**Document section**.
• • • •
Below is a step-by-step sequence of instructions for running the example
demonstrated in the video shown in
the LivEMUSIC
Project web page.
Prerequisites
To run this demo as shown in the video, you will need to have installed:
Then, download the livemusic-demo.zip
zip archive, and unzip it in a directory of your
choice. This directory should now contain the following subdirectories:
DataGrandLyon
LatticeMiner
Libraries
CEDAR-V2.Beta
SPARQL
images
and the files:
data_velov.json
READ-ME.html (this file)
- Then, proceed as indicated below.
Running the demo
This demo shows how to make approximations and generate the
relevant ontologies and queries to provide the answer to the abstract
query seeking:
"all the Velo'V bike stations within a 1000 meter radius from my
current position that have at least 5 bikes available"
based on raw data coming from the Velo'V dataset from the Data Grand Lyon.
Set Eclipse's workspace
Start Eclipse, specifying the
directory on your machine where you unpacked the
files (see picture).
Load and compile the projects
Under Eclipse, create a
"New Java Project" with the following names in this order
(this is important due to dependencies among the various packages for each to compile):
SPARQL
CEDAR-V2.Beta
LatticeMiner
DataGrandLyon
All projects should compile without error as they are created (ignore warnings).
Start the initial GUI
In Eclipse's Package Explorer
(leftmost window), open the following:
then right-click on "GUI.java" under "com.dgl" and
select "Run As", then "Java Application".
This will open
a window named "Data Grand Lyon" with one "File" menu.
Select the Velo'V Data Set
In this "Data Grand Lyon"
window, under the "File" menu, select "Open" and choose
the file "data_velov.json" (see
picture).
This will load the Velo'V dataset's raw schema into the Data Grand
Lyon window to be customized (see
picture).
Customize the Velo'V Data Set
In the Data Grand Lyon window,
edit the Velo'V dataset's raw schema selecting the following objects
and attributes (see picture):
in the "Objects" column, check the row containing "number" in the Data" column
in the "Attributes" column, check the row containing "lat" in the Data" column
in the "Attributes" column, check the row containing "lng" in the Data" column
in the "Attributes" column, check the row containing "available_bikes" in the Data" column
Now, proceed to choose a data type for each selected attribute and
perform semantic approximations as indicated below:
Latitude:
click the "Filter" column of the row containing
"lat" in the Data" column; this will open a
blank data type selection window
(see picture)
in this data type selection window, in the "Data
type" menu, select "Latitude (distance
difference)"; this will open a data type window
for the latitude with all fields prefilled with defaults value
(see picture); keep these
as they are and click on "Validate"
Longitude:
click the "Filter" column of the row containing
"lng" in the Data" column; this will open a
blank data type selection window
(see picture)
in this data type selection window, in the "Data
type" menu, select "Longitude"; this will open
a data type window for the longitude (see picture)
proposing no specific options (this is because the chosen
data type and approximation values for the latitude suffice
as they are); just click on "Validate"
Available bikes:
click the "Filter" column of the row containing
"available_bikes" in the Data" column; this will open a
blank data type selection window
(see picture)
• • • •
**Dataset rows**.
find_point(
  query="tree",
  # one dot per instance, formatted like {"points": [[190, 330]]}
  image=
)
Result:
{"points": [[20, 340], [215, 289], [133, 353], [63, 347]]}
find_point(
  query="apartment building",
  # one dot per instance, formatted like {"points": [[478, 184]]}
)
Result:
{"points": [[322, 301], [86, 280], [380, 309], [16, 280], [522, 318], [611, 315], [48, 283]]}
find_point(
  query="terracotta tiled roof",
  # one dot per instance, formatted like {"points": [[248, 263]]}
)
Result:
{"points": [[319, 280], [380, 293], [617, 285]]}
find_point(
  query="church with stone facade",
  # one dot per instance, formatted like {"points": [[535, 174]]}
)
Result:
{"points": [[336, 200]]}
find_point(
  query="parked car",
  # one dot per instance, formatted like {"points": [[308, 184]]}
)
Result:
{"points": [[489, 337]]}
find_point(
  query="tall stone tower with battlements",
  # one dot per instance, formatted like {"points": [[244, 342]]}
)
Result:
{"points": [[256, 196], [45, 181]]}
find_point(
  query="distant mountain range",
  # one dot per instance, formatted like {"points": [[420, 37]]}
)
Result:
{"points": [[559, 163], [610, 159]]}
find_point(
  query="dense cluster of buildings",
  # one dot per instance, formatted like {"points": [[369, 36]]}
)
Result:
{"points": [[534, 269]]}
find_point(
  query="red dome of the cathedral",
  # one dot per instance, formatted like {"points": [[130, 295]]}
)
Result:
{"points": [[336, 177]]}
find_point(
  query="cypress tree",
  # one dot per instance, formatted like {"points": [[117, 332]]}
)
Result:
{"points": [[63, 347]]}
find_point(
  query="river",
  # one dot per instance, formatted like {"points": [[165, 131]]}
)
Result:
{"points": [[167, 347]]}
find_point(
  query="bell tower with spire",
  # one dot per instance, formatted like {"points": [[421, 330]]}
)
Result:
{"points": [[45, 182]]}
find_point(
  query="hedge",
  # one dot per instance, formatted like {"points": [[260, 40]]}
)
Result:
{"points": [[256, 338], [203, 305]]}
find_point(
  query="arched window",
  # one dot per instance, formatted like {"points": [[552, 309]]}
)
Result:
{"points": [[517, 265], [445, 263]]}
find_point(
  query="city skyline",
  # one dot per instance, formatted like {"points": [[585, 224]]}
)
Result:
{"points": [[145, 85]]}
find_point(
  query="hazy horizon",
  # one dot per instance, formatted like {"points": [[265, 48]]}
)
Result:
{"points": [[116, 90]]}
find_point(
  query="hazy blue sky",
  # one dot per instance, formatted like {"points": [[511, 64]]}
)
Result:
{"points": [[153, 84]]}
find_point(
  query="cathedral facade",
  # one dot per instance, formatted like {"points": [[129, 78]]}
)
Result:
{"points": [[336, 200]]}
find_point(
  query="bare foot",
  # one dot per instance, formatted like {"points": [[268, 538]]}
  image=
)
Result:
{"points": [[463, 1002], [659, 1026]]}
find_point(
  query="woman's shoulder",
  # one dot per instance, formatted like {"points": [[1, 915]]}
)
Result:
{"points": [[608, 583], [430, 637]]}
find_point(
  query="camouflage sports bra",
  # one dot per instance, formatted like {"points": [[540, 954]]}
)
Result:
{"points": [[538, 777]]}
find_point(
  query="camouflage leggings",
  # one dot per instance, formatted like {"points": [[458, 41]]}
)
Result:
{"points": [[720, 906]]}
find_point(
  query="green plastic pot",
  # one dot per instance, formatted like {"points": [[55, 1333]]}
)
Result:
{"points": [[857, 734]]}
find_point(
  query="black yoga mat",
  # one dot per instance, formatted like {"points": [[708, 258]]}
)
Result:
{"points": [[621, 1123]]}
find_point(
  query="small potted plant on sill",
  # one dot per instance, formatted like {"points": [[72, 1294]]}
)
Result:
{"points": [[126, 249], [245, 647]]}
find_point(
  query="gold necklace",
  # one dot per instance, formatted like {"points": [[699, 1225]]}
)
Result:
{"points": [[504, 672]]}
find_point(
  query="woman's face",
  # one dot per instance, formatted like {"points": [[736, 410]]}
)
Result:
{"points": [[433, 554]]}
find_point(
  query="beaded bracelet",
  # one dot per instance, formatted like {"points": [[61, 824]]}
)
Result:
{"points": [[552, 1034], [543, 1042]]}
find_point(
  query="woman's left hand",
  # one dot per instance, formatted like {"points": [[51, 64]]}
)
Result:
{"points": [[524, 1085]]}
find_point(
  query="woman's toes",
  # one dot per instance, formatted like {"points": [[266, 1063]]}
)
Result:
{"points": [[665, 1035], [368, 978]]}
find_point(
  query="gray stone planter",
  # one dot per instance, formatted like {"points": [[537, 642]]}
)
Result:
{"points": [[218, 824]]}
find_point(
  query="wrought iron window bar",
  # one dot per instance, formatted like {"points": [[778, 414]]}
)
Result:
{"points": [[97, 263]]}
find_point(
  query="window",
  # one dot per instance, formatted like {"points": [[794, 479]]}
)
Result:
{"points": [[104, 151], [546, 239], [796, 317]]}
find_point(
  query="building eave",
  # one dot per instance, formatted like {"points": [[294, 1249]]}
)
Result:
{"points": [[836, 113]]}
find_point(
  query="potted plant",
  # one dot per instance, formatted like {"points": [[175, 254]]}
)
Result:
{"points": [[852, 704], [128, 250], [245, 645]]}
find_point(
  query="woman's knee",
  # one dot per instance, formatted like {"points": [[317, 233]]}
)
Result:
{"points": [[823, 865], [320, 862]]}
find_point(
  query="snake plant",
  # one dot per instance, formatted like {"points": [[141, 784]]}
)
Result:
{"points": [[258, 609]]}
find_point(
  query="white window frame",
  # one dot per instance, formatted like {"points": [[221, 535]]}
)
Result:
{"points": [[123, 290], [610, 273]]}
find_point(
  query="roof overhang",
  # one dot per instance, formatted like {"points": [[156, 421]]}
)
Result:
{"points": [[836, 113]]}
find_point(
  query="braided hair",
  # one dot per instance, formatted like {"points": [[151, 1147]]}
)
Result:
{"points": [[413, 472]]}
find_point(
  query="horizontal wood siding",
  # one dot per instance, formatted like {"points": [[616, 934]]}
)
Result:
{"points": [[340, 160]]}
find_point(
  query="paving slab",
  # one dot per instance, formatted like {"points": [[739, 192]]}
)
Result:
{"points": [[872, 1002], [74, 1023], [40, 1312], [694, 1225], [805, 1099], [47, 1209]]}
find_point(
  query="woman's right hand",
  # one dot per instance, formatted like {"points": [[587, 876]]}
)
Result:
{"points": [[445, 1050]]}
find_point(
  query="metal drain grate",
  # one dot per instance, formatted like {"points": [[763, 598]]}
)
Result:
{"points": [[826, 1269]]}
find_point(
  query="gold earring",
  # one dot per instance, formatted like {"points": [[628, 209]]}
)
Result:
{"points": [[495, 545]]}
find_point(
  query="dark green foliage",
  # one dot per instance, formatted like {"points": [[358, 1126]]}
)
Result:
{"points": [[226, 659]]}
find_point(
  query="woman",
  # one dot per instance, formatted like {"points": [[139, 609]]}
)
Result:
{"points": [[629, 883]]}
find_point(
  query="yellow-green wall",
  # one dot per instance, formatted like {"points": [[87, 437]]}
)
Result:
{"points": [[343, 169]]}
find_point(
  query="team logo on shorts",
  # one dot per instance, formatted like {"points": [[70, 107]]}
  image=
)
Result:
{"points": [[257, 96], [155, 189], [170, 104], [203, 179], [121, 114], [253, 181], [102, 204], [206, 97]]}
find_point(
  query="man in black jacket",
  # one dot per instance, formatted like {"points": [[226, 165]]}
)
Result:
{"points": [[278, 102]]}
• • • •
**Set tasks**.
1. Duplicate everything in the demo instructions from "Set Eclipse's workspace" down to "created (ignore warnings).".
2. Do these statements agree with the demo instructions? Answer yes or no for each, and quote the words that decide it.
(a) The demo is based on raw data from the Data Grand Lyon.
(b) The demo query looks for bike stations within a 500 meter radius.
(c) Warnings that show up while the projects compile must be fixed.
3. In the demo instructions, what window opens after you run GUI.java as a Java Application?
The records have no connection to the demo instructions.

**Outputs for the tasks**.
1.
Set Eclipse's workspace
Start Eclipse, specifying the
directory on your machine where you unpacked the
files (see picture).
Load and compile the projects
Under Eclipse, create a
"New Java Project" with the following names in this order
(this is important due to dependencies among the various packages for each to compile):
SPARQL
CEDAR-V2.Beta
LatticeMiner
DataGrandLyon
All projects should compile without error as they are created (ignore warnings).

2.
(a) Yes: "based on raw data coming from the Velo'V dataset from the Data Grand Lyon."
(b) No: "within a 1000 meter radius from my current position"
(c) No: "All projects should compile without error as they are created (ignore warnings)."

3. A window named "Data Grand Lyon" with one "File" menu.